**Job**
Before the items, reproduce word for word the part of the rider fitness text starting at "You have to" and ending at "as a rider.".

**Excerpted text**
Are you the most athletic rider you can be?

Everyone's goals differ. Riders train for many different reasons; some for safety, some for balance, some for aesthetic purposes, some to be stronger but ultimately everyone is striving for the same end goal.

To be the most athletic rider you can be.

What does that mean?

You have to be able to move well to be the most athletic version of yourself and be able to transfer that good movement into the saddle. Being the most athletic you means focusing on all aspects of fitness & movement and working to improve in each of those areas. Flexibility, mobility, speed, strength, power, balance are all areas you should be focusing on in your own training to be able to improve your overall athletic performance as a rider.

Many riders do nothing at all whilst some do pilates or yoga or HIIT but you need to make sure you are making yourself the best all-rounder you can be. Think about it, it's not like you just have dressage lessons with your horse is it?

During a week you'll hack him, school him, maybe have a lesson, do some polework & give him time to recover. You do all this work to improve him & work on all areas of his movement so you now need to apply the same focus to yourself as an athlete. Just because we are riders doesn't mean you aren't an athlete regardless of what level you train or compete at.

The first step to moving toward being more athletic would be to assess where you are currently at. How's your movement? Can you sit to stand without knee pain, keep your ankles in line with your toes, do your knees collapse inward? Can you do a core exercise and maintain a posterior pelvic tilt or does your back arch off the floor? Assessing where you're at is the first step to knowing what you need to work on. You will find what your strengths & weaknesses are and from there be able to set yourself up with a focused training plan.

Training functionally is key here. You want to make sure what you work on on your own feet replicates the movement you do in the saddle. You should be able to show good strength working through all movement patterns in different planes of movement, forwards, sideways, back etc & be able to move well through them all.

**Stored data**
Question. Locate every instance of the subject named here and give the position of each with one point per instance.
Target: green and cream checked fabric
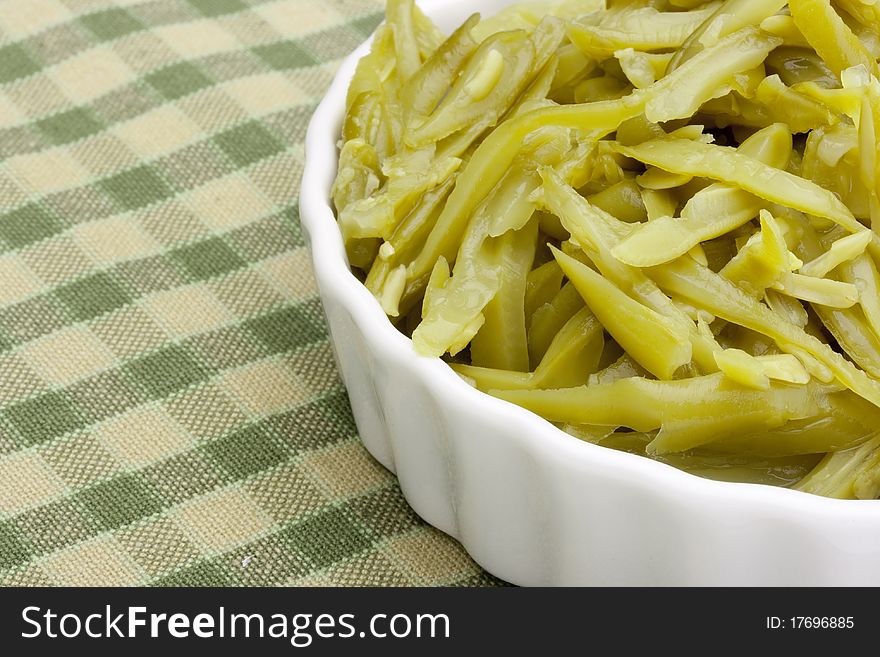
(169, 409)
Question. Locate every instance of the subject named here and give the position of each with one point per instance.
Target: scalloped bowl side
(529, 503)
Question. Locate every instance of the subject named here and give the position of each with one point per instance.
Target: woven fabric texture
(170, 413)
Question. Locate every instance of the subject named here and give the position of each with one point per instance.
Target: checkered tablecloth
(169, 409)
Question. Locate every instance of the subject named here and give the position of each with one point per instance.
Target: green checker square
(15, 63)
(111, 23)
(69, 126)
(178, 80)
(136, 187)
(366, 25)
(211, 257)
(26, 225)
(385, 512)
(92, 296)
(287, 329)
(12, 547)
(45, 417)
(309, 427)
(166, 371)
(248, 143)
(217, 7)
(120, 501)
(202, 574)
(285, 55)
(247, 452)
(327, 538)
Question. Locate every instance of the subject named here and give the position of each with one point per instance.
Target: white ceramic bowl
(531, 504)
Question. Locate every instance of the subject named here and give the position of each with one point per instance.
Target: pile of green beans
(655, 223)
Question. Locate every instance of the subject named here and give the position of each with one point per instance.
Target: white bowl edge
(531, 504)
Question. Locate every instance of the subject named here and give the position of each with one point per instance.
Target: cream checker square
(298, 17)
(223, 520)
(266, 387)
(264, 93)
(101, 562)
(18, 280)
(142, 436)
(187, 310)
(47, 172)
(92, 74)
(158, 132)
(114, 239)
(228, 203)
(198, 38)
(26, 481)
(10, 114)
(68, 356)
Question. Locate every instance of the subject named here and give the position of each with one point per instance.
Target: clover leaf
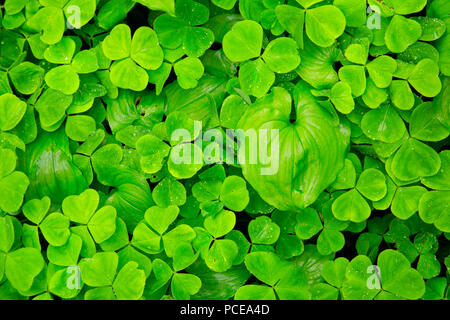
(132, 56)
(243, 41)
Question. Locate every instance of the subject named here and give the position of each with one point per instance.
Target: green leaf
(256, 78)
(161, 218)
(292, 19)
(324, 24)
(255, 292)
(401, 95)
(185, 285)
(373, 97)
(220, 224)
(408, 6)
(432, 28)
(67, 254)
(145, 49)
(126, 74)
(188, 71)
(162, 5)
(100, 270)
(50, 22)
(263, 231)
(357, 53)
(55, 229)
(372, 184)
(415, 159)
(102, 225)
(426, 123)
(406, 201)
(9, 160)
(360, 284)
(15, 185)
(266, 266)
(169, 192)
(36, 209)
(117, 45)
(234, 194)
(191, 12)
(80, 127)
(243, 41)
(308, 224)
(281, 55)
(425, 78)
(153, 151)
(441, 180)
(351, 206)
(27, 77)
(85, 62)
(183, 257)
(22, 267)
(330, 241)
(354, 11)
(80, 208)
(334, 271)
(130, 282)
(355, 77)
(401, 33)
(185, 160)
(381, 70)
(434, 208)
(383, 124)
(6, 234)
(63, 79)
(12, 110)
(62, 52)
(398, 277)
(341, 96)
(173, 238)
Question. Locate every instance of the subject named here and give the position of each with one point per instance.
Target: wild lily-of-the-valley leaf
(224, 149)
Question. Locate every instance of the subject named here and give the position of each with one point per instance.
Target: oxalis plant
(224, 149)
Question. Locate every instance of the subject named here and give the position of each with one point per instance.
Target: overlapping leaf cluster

**Task output**
You have to be able to move well to be the most athletic version of yourself and be able to transfer that good movement into the saddle. Being the most athletic you means focusing on all aspects of fitness & movement and working to improve in each of those areas. Flexibility, mobility, speed, strength, power, balance are all areas you should be focusing on in your own training to be able to improve your overall athletic performance as a rider.